-- Start of Page extract --

Yep, does'nt make a whole lotta sense but then I can't remmeber when the markets ever did. Bear market rally till proven otherwise and in the meantime just trading what I see & being prepared for a pullback... as there always is.


----------



## derty (26 March 2009)

kennas said:


> Yes, I have totally underestimated this, and I'm much poorer for it.



I'm in the same boat here - didn't expect it to be very long lived with all the bad sentiment out there. Then once it did get some legs I figured it would have a downward correction any day and I still have that feeling. So for this rally I think I am consigned to be sitting on my hands and wait for a pull back or a larger correction.


----------



## Sean K (26 March 2009)

derty said:


> I'm in the same boat here - didn't expect it to be very long lived with all the bad sentiment out there. Then once it did get some legs I figured it would have a downward correction any day and I still have that feeling. So for this rally I think I am consigned to be sitting on my hands and wait for a pull back or a larger correction.



For those that did buy in close to the lows, the question now is when to take profits! Is this a 20% rally, or a 50% rally? or ?????????????????????????

Then?????????????????????

Economic bears are pointing to some pretty bad news, but just where we go is the question..


----------



## MR. (26 March 2009)

kennas said:


> Was a no brainer really. Those who have stood on the side with their hands behind their backs should take this as a lesson for the next time. And a special mention for the economists: This is the stock market! Not the economy! The stock market does not run on current economics, but future perception of economics!
> 
> Lower lows anyone?
> 
> lol







gfresh said:


> lol.. go attack dog Kennas




Kennas, are you blaming "others" for your mistake for not jumping on earlier?

-- End of Page extract --

● Task details:
Translate this sentence from the forum thread on the market rally into Spanish: "The stock market does not run on current economics, but future perception of economics!"

-- Start of Given information --

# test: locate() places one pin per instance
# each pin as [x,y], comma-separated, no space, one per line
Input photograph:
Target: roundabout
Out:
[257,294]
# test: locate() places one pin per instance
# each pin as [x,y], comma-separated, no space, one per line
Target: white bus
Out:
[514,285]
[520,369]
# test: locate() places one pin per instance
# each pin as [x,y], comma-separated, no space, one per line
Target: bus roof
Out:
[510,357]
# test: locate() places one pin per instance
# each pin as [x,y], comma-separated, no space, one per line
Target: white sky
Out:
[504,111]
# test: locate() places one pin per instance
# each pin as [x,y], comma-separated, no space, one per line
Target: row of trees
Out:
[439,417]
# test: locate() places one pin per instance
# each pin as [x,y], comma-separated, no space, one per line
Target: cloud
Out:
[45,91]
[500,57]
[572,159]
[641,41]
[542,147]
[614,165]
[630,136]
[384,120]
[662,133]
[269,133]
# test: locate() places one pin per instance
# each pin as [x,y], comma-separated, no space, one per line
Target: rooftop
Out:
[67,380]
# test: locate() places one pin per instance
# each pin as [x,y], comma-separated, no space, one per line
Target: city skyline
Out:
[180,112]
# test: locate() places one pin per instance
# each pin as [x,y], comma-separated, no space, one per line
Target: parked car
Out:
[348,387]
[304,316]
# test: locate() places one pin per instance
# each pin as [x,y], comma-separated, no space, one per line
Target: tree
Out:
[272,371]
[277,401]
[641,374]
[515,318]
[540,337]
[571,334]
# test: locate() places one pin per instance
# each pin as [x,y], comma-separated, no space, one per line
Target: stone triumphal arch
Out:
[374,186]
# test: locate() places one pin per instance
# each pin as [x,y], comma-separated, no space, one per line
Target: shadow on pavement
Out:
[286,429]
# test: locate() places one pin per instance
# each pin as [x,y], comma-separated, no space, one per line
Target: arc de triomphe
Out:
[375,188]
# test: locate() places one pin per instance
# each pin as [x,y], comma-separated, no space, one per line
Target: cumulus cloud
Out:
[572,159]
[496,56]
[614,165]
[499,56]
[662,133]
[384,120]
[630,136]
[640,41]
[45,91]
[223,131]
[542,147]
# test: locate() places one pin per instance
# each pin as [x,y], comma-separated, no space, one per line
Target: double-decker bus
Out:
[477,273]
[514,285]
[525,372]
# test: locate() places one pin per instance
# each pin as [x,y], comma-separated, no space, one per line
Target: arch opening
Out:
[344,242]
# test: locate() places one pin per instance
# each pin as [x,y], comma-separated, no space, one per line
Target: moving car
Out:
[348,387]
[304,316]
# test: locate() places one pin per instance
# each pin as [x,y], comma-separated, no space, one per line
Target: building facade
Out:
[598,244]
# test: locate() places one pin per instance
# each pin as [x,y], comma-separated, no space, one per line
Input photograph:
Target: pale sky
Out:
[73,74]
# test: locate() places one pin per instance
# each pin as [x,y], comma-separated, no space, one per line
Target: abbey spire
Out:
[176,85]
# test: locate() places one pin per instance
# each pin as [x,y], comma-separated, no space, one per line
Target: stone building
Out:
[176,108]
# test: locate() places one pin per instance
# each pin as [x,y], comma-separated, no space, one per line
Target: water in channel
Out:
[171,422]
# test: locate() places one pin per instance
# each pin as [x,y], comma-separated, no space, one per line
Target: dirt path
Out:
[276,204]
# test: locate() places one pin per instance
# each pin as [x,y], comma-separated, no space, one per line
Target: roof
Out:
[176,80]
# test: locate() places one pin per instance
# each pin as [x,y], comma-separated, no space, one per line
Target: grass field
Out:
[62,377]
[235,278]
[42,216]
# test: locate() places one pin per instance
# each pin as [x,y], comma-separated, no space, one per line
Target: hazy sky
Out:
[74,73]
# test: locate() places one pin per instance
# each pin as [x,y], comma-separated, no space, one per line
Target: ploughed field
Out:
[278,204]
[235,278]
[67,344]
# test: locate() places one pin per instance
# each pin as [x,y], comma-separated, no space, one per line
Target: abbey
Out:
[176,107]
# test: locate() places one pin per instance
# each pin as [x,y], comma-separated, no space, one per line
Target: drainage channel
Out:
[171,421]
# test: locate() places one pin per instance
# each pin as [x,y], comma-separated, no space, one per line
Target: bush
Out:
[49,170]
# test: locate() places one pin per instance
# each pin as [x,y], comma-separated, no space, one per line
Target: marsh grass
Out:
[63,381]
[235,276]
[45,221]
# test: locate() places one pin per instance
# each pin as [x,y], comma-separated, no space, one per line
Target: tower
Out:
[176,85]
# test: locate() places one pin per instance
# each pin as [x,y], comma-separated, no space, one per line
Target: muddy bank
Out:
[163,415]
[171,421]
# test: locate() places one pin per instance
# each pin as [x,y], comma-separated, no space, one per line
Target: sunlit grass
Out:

-- End of Given information --

● Answer to the problem:
¡El mercado de valores no se rige por la economía actual, sino por la percepción futura de la economía!